**Objective:**
Give all the lines below again, exactly, with no pictures.

BEGIN Data for the task

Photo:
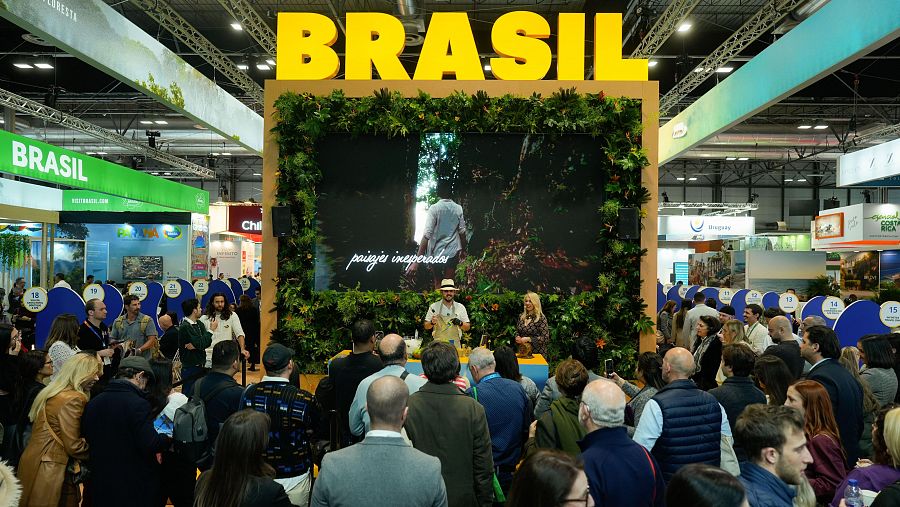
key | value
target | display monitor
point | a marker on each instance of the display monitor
(142, 267)
(492, 211)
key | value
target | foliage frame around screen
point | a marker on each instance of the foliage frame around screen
(317, 324)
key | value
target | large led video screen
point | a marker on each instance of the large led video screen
(493, 211)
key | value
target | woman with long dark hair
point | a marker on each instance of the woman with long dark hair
(877, 355)
(649, 373)
(62, 342)
(828, 468)
(773, 377)
(508, 367)
(549, 478)
(707, 352)
(700, 485)
(678, 323)
(240, 477)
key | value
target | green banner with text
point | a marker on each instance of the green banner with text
(87, 200)
(41, 161)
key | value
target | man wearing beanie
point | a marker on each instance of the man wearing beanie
(293, 413)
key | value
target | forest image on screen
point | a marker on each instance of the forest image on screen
(492, 211)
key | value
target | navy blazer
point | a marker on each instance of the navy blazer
(846, 400)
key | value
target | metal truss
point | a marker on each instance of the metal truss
(166, 16)
(760, 23)
(888, 131)
(664, 27)
(180, 167)
(252, 23)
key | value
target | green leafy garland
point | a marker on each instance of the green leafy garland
(316, 324)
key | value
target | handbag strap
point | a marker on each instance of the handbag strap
(653, 468)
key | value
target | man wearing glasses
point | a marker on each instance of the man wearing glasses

END Data for the task

**Output for this task:**
Photo:
key | value
target | display monitor
point | a marker on each instance of the display monitor
(142, 267)
(492, 211)
key | value
target | foliage frame around screen
point | a marker on each instance of the foliage frame around screen
(317, 324)
key | value
target | large led video screen
point | a marker on each instance of the large led video screen
(493, 211)
key | value
target | woman with long dark hair
point | a marker on each instance of the woman with long dark hair
(877, 355)
(649, 373)
(62, 342)
(828, 468)
(773, 377)
(508, 367)
(549, 478)
(707, 352)
(700, 485)
(678, 323)
(240, 477)
key | value
target | green banner with text
point | a marker on each instance of the green banner with text
(87, 200)
(41, 161)
key | value
target | man wearing beanie
point | a marker on each instance of the man wearing beanie
(293, 413)
key | value
target | forest image on screen
point | a marker on each instance of the forest image on screen
(492, 211)
key | value
target | navy blazer
point | a marker on each instance of the navy blazer
(846, 400)
key | value
target | metal truss
point | a marker on each instance of the metal truss
(166, 16)
(760, 23)
(888, 131)
(664, 27)
(180, 167)
(252, 23)
key | value
target | green leafy garland
point | a marker on each instance of the green leafy garland
(316, 324)
key | value
target | handbag strap
point | a marker on each instance of the handbag strap
(653, 468)
key | value
target | man wearing glasses
point | a marker on each instance of the man wearing glasses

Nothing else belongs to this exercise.